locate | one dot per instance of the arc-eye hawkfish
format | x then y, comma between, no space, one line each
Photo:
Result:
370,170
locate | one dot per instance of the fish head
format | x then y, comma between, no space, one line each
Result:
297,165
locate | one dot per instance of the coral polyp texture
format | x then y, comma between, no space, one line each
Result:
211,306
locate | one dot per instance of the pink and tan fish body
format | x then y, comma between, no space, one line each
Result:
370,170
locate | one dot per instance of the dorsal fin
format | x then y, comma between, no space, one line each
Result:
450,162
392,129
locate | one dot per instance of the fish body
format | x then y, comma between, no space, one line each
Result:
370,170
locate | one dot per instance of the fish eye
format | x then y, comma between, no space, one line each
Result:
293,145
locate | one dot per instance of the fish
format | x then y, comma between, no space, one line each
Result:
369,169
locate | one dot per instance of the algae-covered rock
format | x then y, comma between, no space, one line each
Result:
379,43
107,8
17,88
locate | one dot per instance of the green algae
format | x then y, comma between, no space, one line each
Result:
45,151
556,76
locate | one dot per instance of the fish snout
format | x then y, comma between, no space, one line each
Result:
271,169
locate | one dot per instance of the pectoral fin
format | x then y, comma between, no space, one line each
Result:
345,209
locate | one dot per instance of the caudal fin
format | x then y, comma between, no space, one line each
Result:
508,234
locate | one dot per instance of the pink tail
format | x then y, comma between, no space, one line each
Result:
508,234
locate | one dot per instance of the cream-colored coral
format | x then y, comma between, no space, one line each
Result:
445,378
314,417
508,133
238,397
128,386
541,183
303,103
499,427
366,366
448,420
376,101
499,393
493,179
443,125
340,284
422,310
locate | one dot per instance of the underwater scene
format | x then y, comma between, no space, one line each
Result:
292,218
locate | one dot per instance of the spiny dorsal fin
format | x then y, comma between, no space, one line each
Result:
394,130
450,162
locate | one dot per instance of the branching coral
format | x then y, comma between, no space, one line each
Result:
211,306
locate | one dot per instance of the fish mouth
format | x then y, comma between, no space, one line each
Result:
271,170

» **Requirement**
Rewrite all the records above, replacing "one line each" with "one per line" and leaving everything else unchanged.

» **Response**
locate | one dot per instance of the arc-eye hawkfish
format | x then y, comma between, no space, one per line
Photo:
Result:
370,170
locate | one dot per instance of the fish head
format | x then y, comma between, no space, one per line
Result:
297,165
locate | one dot per instance of the coral polyp texture
format | x then y, comma between, no space, one per line
Result:
211,306
locate | one dot per instance of the pink and tan fish body
format | x then y, comma between, no space, one per line
Result:
370,170
locate | one dot per instance of the dorsal fin
format | x then y, comma between, no space, one per line
Result:
450,162
392,129
locate | one dot per instance of the fish body
format | x then y, comma between, no space, one per line
Result:
370,170
locate | one dot per instance of the fish eye
format | x then y, comma between, no space, one per line
Result:
293,145
locate | one dot per instance of the fish
format | x then y, comma between, no space, one per line
Result:
369,169
locate | one dot per instance of the algae-covered rock
format | x then y, comma between, no space, one per line
Result:
379,43
107,8
17,88
locate | one dot per instance of the green algae
format | x then y, comma between, no space, one per line
Result:
45,151
556,76
locate | one dot per instance of the fish snout
format | x then y, comma between, no space, one per line
Result:
271,169
locate | one dot per instance of the pectoral fin
format | x then y, comma between, no space, one per line
Result:
345,209
locate | one dot per instance of the caudal fin
format | x then y, comma between, no space, one per line
Result:
508,234
locate | one dot per instance of the pink tail
format | x then y, comma between, no space, one per line
Result:
508,234
locate | one dot per instance of the cream-colored coral
format | x then y, comma between, no space, one per line
Result:
445,378
314,417
508,133
238,397
128,386
541,183
303,103
499,427
366,366
448,420
376,101
499,393
493,179
443,125
340,284
422,310
locate | one dot per instance of the underwater scene
format | x then y, comma between, no space, one per line
Result:
292,218
locate | one dot per instance of the spiny dorsal fin
format | x then y, comma between, no space, one per line
Result:
394,130
450,162
locate | one dot per instance of the branching coral
format | x then y, comma between, no space, one per line
Result:
211,306
locate | one dot per instance of the fish mouth
format | x then y, comma between, no space, one per line
Result:
271,170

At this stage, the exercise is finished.